**REQUIREMENT**
Every entry here needs to be repeated exactly.

**ENTRIES SUPPLIED**
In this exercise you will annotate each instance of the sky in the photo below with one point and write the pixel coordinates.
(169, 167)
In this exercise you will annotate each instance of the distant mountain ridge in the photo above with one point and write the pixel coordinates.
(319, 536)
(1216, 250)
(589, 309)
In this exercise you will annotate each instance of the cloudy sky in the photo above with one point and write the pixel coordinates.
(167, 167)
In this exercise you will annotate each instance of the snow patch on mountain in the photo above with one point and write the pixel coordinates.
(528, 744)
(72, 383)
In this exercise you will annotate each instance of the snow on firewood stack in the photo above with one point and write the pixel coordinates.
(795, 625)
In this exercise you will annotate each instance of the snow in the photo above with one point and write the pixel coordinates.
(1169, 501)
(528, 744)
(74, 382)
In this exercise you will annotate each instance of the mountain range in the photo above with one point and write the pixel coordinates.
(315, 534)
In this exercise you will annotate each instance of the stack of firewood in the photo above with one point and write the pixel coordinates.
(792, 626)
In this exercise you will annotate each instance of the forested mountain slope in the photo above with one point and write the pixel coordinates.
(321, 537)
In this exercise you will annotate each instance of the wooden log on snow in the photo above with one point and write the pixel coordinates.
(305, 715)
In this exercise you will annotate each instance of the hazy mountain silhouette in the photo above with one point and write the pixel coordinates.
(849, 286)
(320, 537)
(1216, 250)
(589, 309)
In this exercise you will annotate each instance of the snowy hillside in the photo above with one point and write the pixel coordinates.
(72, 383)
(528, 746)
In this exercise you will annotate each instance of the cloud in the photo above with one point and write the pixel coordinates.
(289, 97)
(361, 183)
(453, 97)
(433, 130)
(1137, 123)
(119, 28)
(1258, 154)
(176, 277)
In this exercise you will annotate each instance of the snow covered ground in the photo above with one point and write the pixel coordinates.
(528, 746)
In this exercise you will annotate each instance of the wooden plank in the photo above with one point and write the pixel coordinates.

**FINISHED TASK**
In this exercise you will annotate each instance of the sky in the photo below with one point and write the pixel coordinates.
(169, 167)
In this exercise you will annotate each instance of the distant mountain ridge in the photo above with one point and write the pixel coordinates.
(319, 536)
(1216, 250)
(589, 309)
In this exercise you will annotate each instance of the cloudy sky in the photo above with one point and write the pixel coordinates.
(167, 167)
In this exercise you will annotate each instance of the snow patch on mountain in the photo above with one point and write the pixel coordinates.
(528, 744)
(72, 383)
In this exercise you will annotate each instance of the snow on firewood stack in the photo above with one point and write the pixel coordinates.
(795, 625)
In this exercise you will annotate each instance of the snow in the photo above with one point and write the pixel coordinates.
(1169, 501)
(528, 744)
(74, 382)
In this exercise you will annotate each instance of the mountain range in the photo above with one point and write the pixel coordinates.
(315, 534)
In this exercise you will annotate each instance of the stack of firewood in the photo above with one point and write the pixel coordinates.
(792, 626)
In this exercise you will annotate each instance of the forested mountain slope in the photo above with one point and write the pixel coordinates.
(321, 537)
In this exercise you will annotate each instance of the wooden log on snow in the photo above with one point and write the pixel coordinates.
(305, 715)
In this exercise you will annotate each instance of the hazy mountain silhouette in the photo above with one point and write the pixel coordinates.
(849, 286)
(320, 537)
(1216, 250)
(589, 309)
In this exercise you will annotate each instance of the snowy hillside in the photo above with one point and write the pixel coordinates.
(72, 383)
(528, 746)
In this exercise you will annotate each instance of the cloud in the photo above with one point and write the pixel coordinates.
(289, 97)
(361, 183)
(453, 97)
(433, 130)
(1137, 123)
(119, 28)
(1258, 154)
(176, 277)
In this exercise you will annotate each instance of the snow covered ground in the photo above with one point and write the pixel coordinates.
(528, 746)
In this exercise you will annotate each instance of the wooden plank in the photo above with one point and write the pixel coordinates.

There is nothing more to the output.